When you reply, transcribe every line of the data below exactly.

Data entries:
----------
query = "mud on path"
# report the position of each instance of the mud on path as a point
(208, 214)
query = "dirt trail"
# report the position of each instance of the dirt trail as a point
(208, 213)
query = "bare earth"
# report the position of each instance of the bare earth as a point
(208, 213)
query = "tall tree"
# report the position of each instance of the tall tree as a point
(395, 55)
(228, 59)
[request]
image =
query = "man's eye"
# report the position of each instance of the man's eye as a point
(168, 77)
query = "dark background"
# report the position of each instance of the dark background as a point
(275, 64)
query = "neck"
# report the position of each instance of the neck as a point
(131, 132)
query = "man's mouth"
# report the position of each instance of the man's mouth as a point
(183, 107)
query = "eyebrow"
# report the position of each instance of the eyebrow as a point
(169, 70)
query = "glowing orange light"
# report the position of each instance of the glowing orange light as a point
----------
== Result of this exercise ==
query = "mud on path"
# report the position of each instance of the mud on path as a point
(208, 214)
query = "dirt trail"
# report the position of each instance of the dirt trail as a point
(208, 213)
query = "bare earth"
# report the position of each instance of the bare earth as a point
(208, 213)
query = "tall tree"
# report the position of each instance of the tall tree as a point
(395, 55)
(228, 59)
[request]
image =
query = "man's eye"
# report the position of each instance of the man's eye as a point
(168, 77)
query = "dark background"
# report the position of each instance of the dark background as a point
(275, 64)
query = "neck"
# report the position of each instance of the neck as a point
(131, 132)
query = "man's mouth"
# report the position of each instance of the man's mouth as a point
(183, 107)
query = "eyebrow"
# report the position of each instance of the eyebrow as a point
(169, 70)
query = "glowing orange light"
# report the position of each instance of the glowing orange light as a point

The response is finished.